Natural-language object grounding data
"""

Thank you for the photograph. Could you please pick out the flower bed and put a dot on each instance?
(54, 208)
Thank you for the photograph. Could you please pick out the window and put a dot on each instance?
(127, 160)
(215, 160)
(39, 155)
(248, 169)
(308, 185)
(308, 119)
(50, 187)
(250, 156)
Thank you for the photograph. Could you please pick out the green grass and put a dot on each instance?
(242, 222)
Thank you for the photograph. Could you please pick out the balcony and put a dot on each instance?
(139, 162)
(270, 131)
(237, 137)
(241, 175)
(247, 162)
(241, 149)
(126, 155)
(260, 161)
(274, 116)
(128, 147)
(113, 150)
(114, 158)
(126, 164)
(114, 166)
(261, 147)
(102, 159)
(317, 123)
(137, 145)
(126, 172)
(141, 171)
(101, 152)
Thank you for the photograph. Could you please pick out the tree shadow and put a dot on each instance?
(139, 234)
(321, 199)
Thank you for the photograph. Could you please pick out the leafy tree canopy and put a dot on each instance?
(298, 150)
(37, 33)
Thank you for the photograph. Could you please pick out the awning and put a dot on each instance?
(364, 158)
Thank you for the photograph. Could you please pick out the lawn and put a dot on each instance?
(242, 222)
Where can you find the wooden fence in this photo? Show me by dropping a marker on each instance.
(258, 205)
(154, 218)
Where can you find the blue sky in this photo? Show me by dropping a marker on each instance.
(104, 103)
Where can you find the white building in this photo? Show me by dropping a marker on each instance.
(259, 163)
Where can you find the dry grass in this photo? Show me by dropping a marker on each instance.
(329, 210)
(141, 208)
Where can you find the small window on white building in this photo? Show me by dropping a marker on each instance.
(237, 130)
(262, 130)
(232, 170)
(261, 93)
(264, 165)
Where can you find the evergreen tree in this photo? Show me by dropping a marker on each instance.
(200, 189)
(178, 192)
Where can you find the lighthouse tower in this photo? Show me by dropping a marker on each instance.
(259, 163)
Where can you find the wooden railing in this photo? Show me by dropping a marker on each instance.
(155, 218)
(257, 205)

"""

§ What the exercise asks: The expected response is the full set of records, reproduced exactly.

§ Your response:
Thank you for the photograph. Could you please pick out the flower bed and put a dot on each instance?
(54, 208)
Thank you for the photograph. Could you please pick out the window and put a dot on each instance?
(127, 160)
(215, 160)
(39, 155)
(248, 169)
(308, 185)
(308, 119)
(50, 187)
(250, 156)
Thank you for the photograph. Could you please pick out the green grass and put a dot on each instance?
(242, 222)
Thank you for the photograph. Could you please pick out the balcony and put a dot on each instance?
(139, 162)
(270, 131)
(237, 137)
(241, 175)
(247, 162)
(241, 149)
(126, 155)
(260, 161)
(274, 116)
(128, 147)
(113, 150)
(114, 158)
(126, 164)
(114, 166)
(261, 147)
(102, 159)
(317, 123)
(137, 145)
(126, 172)
(141, 171)
(101, 152)
Thank you for the photograph. Could you please pick out the tree shadow and put a dot on each instance?
(139, 234)
(321, 199)
Thank you for the photograph. Could you please pick out the leafy tree canopy and put a dot on each instance?
(298, 150)
(37, 33)
Thank you for the photograph. Could you please pick out the awning and put a dot on each instance?
(364, 158)
Thank you for the photograph. Could you please pick out the lawn and put a dot on each instance?
(242, 222)
Where can you find the wooden fence in this photo? Show me by dropping a marker on each instance.
(258, 205)
(154, 218)
Where can you find the blue sky in this photo? Show me by dropping a marker on each instance.
(104, 103)
Where can you find the white building in this photo? Show me by dropping a marker on each instance.
(259, 163)
Where can you find the dry grass in this photo? Show me by dropping a marker on each instance.
(329, 210)
(141, 208)
Where can you find the small window on white building in this photo? Show me by dropping a marker on each instance.
(237, 130)
(262, 130)
(232, 170)
(261, 93)
(264, 165)
Where can you find the evergreen tree in this photo? Show me by dropping a marker on each instance.
(200, 189)
(178, 192)
Where can you find the lighthouse tower in this photo? Show me by dropping a marker on each instance.
(259, 163)
Where can you find the wooden railing in this photo? Show me by dropping a marker on each instance.
(155, 218)
(257, 205)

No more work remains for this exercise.